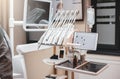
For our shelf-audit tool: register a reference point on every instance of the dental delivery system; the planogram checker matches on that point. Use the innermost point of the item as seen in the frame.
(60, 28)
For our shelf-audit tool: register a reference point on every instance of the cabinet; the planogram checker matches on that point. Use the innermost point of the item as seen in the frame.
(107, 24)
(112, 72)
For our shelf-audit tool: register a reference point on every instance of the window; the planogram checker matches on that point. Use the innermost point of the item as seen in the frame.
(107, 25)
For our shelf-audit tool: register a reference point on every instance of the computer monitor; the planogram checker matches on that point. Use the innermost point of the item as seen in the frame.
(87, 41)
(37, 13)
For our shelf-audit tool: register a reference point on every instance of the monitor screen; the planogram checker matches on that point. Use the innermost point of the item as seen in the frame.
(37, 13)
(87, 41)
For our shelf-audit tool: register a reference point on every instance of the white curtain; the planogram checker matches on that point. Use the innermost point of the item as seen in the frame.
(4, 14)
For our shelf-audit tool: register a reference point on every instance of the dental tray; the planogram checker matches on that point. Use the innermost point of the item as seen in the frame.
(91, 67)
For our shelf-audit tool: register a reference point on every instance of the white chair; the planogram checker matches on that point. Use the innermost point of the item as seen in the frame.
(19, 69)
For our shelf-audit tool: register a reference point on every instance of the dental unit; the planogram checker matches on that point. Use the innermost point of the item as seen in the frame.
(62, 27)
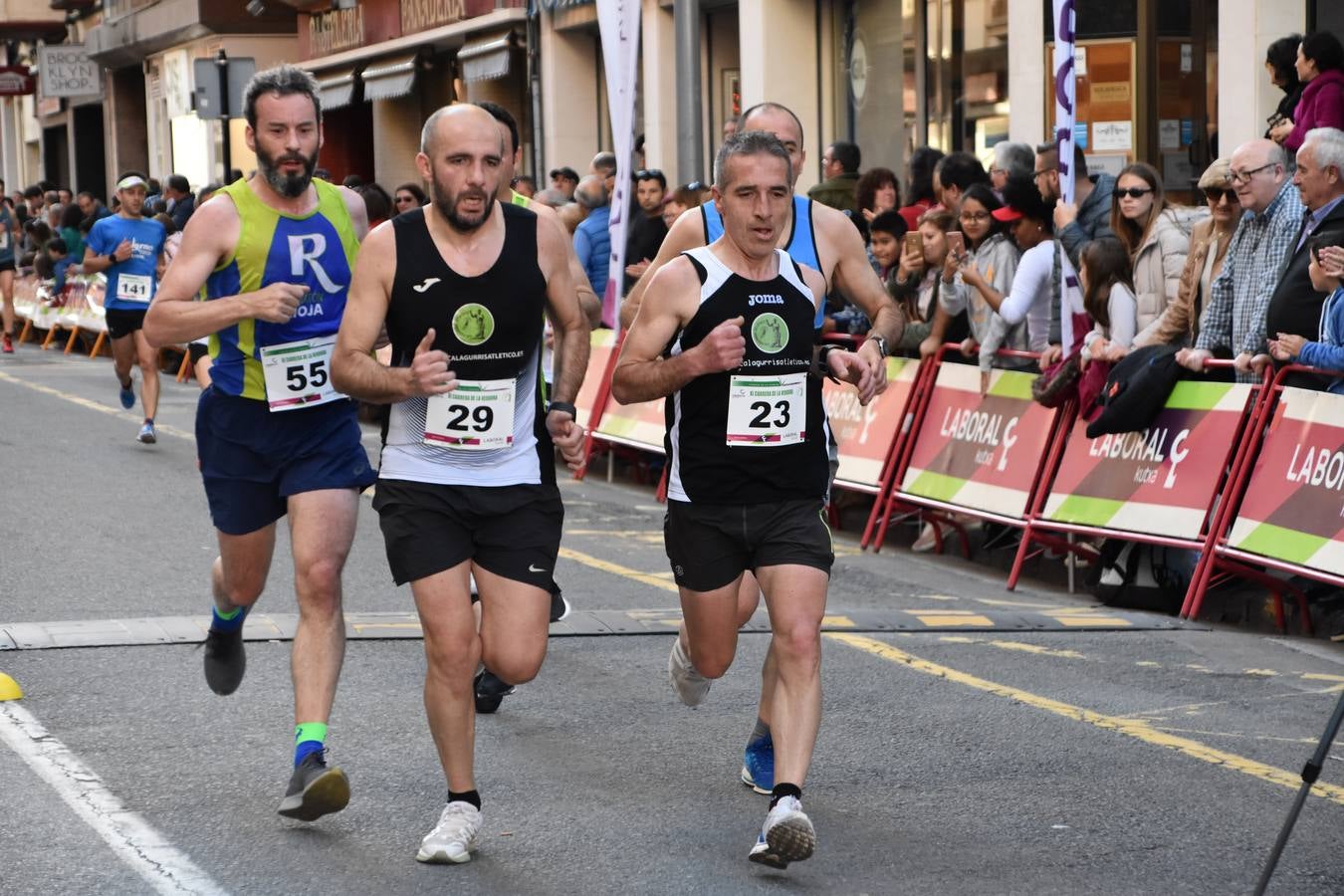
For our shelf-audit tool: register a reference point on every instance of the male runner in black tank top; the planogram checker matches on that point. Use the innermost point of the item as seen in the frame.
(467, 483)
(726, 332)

> TASK GOAL
Print the complete listing exactly as it stands, without its pictures.

> ANSWER FOR THE TASK
For our shelf-audit tool: register a reference point on every instance of the dental delivery system; the planogram checker matches on that point. Use the innermost point of the item as seen in the frame.
(60, 28)
For our shelf-audit tool: register a reference point on every instance of the cabinet; the planogram checker matches on that point. Use the innermost point of the item as seen in the frame.
(107, 24)
(112, 72)
For our shelf-audit tool: register a reference point on every instance of the window; the planogram checker matches on that point. Use the innermost point of the item as seen in the frame.
(107, 25)
For our shelf-audit tool: register a reference point on every instance of the computer monitor; the planogram checker matches on that point. Use the innermost point of the item as seen in the frame.
(87, 41)
(37, 13)
For our shelf-audit tool: register a reference point on every instance of the monitor screen; the planogram checker matches on that point. Use the innermost point of the item as seen in the frame.
(37, 13)
(87, 41)
For our shelf-audit tool: register a reference point on every instance of the white curtain; the planogram checker matches on that point. Use the innermost point of the item as seen in the frame.
(4, 14)
For our shelf-audit tool: register a reference point on every instance of the dental tray; the planogram checker matches on that point. Use the innermost point of the item as seen in the frame.
(91, 67)
For our shelf-audit tool: register a reference point on every instance of the white chair; the planogram checker matches on that point. Use the innermost point of the item as seen in the frame.
(19, 69)
For our shelf-audit tool: register a reference point on every instance of the dental unit; the planogram checker matches on that point. Use the innermost point of the item as seen in the frame.
(62, 27)
For our shelf-audit tool: register a reference point on every instance of the male runner in black tank top; the planogram checker matches on that point. Use the innermost point of the item as seen in the frame.
(467, 483)
(726, 332)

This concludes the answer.